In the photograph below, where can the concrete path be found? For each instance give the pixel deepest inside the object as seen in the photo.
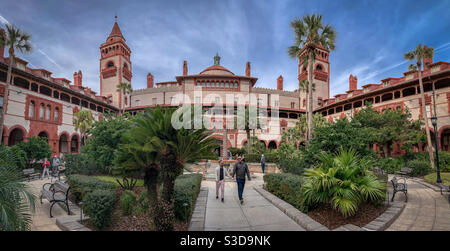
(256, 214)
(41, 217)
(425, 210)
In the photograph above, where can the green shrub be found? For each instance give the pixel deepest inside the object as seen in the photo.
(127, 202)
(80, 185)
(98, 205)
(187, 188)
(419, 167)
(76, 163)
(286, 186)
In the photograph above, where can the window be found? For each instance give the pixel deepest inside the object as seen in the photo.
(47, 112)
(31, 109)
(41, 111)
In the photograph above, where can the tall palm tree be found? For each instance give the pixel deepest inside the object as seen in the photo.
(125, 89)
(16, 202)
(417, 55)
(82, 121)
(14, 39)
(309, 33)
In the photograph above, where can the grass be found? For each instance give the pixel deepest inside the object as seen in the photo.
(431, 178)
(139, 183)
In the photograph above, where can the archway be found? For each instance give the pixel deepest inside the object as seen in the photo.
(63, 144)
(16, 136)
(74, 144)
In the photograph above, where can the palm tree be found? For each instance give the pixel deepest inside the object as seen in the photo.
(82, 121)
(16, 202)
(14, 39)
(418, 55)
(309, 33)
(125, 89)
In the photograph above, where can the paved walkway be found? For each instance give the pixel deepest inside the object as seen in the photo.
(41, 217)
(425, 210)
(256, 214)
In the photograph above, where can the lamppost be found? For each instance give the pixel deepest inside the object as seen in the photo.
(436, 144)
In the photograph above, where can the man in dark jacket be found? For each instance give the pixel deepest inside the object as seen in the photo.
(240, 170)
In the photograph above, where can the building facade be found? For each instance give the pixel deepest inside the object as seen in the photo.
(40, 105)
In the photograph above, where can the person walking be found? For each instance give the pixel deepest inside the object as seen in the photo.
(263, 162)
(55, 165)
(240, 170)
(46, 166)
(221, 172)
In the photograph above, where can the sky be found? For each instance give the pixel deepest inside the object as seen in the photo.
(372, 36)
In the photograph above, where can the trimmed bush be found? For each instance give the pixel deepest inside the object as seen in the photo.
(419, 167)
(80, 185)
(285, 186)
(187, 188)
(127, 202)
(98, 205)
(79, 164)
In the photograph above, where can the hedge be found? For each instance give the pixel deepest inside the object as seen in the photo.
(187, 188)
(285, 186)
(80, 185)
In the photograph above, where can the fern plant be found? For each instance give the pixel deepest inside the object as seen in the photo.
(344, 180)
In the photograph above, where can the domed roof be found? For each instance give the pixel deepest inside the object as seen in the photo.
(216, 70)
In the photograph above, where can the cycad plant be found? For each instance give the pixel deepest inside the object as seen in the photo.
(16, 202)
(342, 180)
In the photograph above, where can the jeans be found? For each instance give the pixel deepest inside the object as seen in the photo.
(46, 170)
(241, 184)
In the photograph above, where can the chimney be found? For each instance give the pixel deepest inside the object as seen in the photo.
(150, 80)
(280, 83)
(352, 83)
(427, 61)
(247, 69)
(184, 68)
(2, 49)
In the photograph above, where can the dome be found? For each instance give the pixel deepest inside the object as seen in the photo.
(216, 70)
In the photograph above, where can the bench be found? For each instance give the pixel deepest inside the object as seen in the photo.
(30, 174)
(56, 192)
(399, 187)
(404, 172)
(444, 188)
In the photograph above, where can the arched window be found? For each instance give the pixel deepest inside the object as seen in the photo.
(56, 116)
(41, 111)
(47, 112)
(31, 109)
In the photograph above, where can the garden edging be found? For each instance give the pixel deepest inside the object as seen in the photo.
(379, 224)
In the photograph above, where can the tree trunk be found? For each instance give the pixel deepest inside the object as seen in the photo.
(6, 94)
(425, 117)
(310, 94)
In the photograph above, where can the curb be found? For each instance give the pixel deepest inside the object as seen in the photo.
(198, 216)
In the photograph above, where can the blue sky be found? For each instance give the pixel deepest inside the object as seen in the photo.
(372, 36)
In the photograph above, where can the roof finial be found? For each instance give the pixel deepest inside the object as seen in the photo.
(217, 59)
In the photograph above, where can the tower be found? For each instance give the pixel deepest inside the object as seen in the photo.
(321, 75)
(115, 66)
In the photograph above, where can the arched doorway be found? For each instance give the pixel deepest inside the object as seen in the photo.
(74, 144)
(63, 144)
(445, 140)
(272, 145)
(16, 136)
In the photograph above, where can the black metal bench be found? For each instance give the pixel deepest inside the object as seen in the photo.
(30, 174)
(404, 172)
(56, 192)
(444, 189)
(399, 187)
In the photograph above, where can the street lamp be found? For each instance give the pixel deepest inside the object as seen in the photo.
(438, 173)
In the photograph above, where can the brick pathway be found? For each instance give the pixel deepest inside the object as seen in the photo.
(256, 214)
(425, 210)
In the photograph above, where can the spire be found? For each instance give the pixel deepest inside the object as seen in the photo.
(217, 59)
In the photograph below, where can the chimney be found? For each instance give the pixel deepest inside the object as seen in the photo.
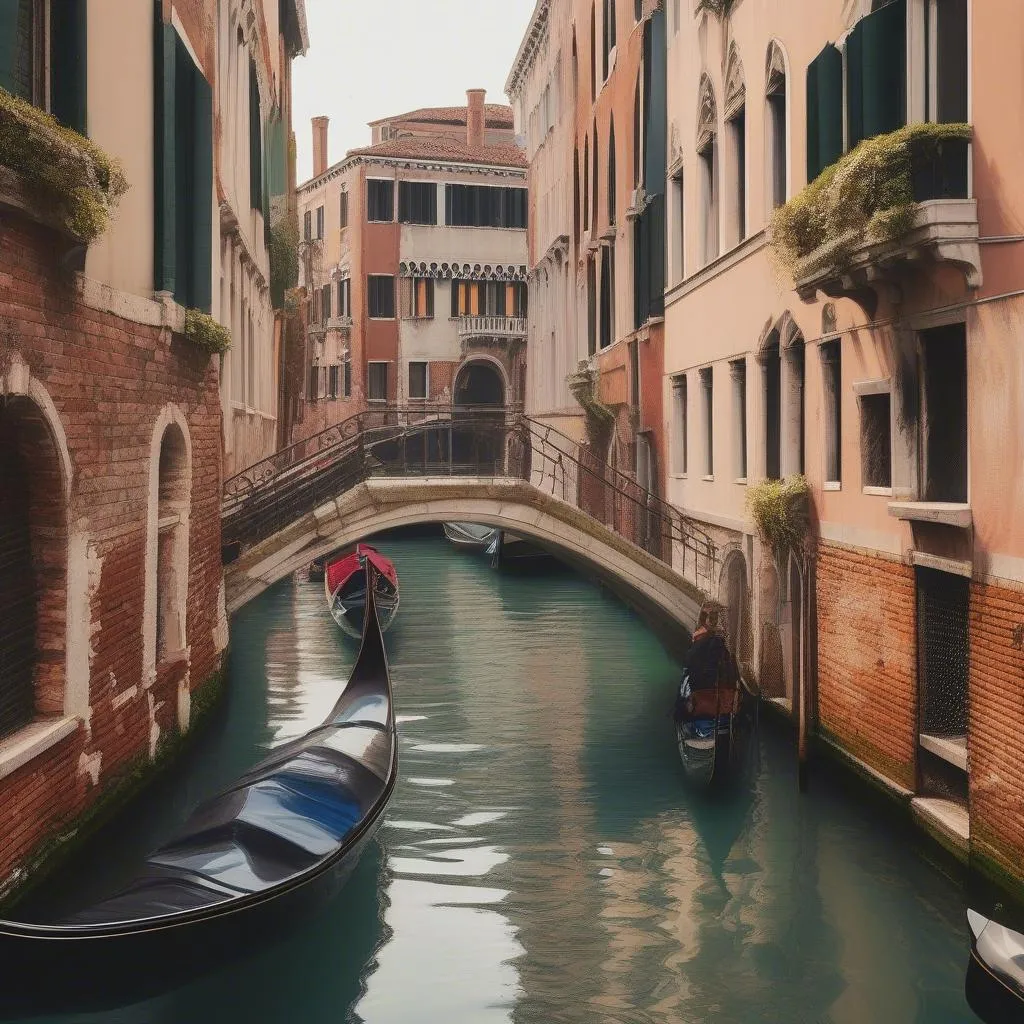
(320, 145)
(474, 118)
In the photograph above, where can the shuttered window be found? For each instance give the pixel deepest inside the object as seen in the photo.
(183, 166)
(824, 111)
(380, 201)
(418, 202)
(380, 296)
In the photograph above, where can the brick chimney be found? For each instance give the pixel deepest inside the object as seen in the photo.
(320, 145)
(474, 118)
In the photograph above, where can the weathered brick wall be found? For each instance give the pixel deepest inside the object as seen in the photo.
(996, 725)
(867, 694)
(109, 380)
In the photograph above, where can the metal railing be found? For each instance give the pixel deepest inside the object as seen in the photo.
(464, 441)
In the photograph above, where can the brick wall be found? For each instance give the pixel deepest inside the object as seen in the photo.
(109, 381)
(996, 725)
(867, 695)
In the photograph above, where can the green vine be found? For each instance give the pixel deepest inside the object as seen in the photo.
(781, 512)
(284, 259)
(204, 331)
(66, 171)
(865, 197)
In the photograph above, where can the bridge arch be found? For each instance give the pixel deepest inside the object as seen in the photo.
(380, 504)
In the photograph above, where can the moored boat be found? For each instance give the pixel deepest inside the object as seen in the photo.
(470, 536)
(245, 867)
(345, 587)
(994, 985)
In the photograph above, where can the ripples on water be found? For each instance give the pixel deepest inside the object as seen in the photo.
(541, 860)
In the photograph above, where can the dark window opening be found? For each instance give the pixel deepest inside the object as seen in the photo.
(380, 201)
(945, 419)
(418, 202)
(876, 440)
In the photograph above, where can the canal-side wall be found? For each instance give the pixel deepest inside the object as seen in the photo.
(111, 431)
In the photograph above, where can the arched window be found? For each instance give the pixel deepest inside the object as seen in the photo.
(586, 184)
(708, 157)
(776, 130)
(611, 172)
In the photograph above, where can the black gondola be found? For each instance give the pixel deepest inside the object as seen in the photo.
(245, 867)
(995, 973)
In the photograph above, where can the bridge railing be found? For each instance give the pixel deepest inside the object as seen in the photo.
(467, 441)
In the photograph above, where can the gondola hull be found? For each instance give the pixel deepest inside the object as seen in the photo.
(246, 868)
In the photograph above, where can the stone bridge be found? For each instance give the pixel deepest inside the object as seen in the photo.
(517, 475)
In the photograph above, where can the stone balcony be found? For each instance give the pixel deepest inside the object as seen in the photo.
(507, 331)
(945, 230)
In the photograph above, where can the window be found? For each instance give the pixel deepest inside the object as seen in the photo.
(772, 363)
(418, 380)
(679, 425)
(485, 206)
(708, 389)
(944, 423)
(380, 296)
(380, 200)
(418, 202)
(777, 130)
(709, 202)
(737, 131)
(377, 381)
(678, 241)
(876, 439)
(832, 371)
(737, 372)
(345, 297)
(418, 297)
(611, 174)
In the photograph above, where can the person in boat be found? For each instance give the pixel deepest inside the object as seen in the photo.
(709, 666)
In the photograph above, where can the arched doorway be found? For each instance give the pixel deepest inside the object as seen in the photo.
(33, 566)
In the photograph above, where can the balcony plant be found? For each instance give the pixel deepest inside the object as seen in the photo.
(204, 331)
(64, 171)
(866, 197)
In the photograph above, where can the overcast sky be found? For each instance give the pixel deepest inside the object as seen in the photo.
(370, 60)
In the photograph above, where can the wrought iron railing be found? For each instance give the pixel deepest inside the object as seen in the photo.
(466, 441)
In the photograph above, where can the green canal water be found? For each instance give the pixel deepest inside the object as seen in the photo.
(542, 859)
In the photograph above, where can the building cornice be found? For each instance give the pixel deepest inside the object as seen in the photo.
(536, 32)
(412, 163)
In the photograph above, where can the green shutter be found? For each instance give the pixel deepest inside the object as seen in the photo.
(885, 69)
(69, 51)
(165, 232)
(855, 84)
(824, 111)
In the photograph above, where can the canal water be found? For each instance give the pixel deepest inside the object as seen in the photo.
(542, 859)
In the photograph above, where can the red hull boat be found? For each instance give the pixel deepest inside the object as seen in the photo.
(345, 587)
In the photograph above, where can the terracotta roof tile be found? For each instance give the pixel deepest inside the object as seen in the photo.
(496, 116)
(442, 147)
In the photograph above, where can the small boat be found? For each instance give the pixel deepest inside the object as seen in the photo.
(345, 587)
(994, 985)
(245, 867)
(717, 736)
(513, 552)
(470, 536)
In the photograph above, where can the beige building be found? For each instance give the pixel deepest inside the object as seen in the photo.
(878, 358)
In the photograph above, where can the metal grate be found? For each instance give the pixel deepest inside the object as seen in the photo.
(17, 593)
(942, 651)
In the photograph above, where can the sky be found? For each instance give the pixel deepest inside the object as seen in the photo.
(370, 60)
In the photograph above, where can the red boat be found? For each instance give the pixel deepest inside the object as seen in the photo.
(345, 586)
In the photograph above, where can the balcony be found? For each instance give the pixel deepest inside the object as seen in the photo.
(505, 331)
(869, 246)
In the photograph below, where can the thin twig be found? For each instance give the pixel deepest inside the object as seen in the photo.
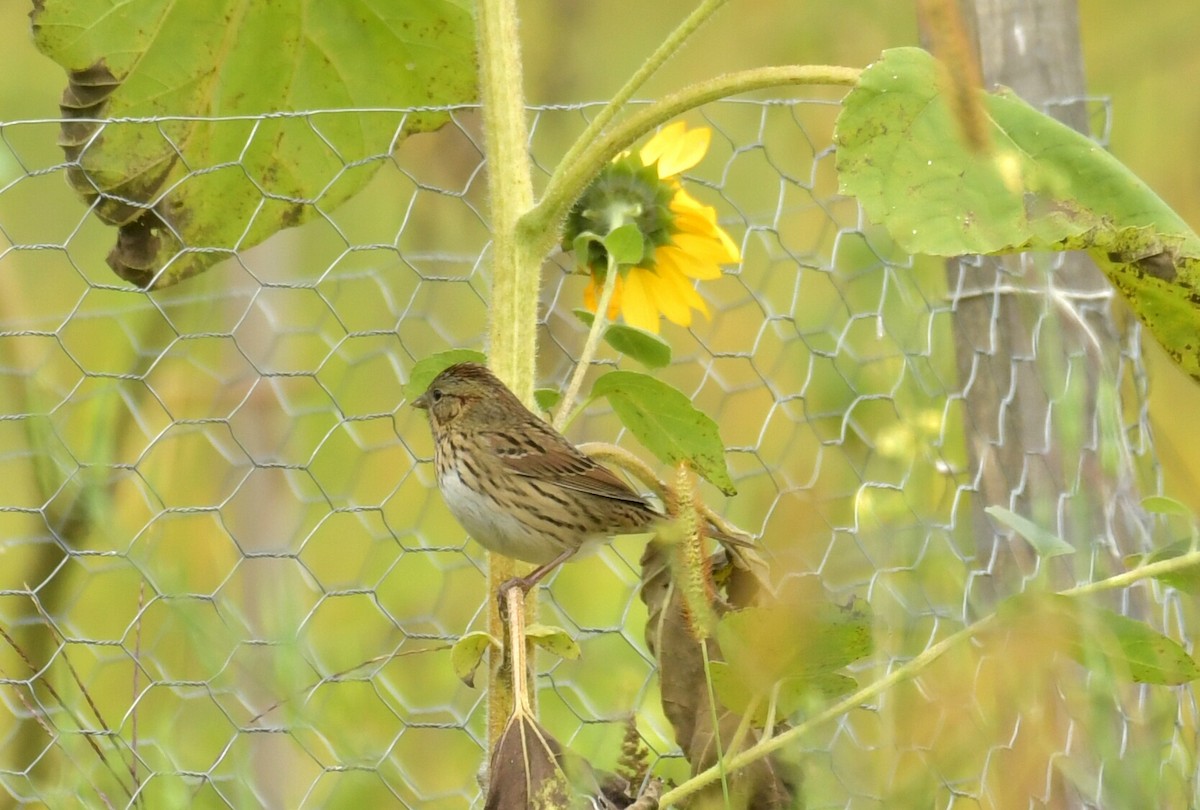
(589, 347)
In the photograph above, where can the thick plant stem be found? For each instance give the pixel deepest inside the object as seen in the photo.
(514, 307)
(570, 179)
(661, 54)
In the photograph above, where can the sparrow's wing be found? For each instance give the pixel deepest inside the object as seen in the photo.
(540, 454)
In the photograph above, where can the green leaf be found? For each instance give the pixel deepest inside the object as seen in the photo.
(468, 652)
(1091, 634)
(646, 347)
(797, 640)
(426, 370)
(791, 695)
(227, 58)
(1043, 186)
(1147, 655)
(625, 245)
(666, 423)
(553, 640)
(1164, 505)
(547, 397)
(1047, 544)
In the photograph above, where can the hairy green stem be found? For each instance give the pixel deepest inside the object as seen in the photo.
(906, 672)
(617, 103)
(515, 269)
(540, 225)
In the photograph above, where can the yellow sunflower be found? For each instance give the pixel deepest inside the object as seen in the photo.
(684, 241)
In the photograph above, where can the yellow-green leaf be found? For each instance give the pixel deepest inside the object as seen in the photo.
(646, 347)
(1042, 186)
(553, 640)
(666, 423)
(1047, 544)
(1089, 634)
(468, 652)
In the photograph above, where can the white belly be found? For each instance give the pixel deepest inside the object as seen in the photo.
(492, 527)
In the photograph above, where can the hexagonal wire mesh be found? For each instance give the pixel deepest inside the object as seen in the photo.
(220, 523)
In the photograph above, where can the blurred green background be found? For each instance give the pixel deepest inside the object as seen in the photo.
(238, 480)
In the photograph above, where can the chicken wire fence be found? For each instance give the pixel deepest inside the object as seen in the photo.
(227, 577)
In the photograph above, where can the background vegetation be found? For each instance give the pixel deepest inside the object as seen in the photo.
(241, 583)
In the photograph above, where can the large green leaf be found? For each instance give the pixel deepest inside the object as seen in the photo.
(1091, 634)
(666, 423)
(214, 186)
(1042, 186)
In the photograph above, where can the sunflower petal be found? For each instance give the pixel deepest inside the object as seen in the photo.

───

• Exercise brief:
At the line containing "In the photograph above, where can the blurred", start transcribing exactly, and continue through the last line of the listing. Stop there and add nothing.

• Finished exercise:
In the photograph above, where can the blurred green background be found? For each instance give the pixel deepest inside the object as seen in the photo.
(238, 480)
In the photograph above, where can the chicken wire fence be found? For each instance give the pixel deepest inside the object as seen in the photo.
(227, 577)
In the photograph above, where can the background vegetation be found? For each instance give the pixel deepest inside the object as seen in the photo.
(241, 583)
In the photograph above, where can the large green leaf be found? For each instance give the pixel deepest inside the object as seen in the photo.
(1091, 634)
(666, 423)
(214, 186)
(1042, 186)
In the photograph above, where can the sunflower petal be found? For each instance give the pixel deepest inside the object as seen in the photo.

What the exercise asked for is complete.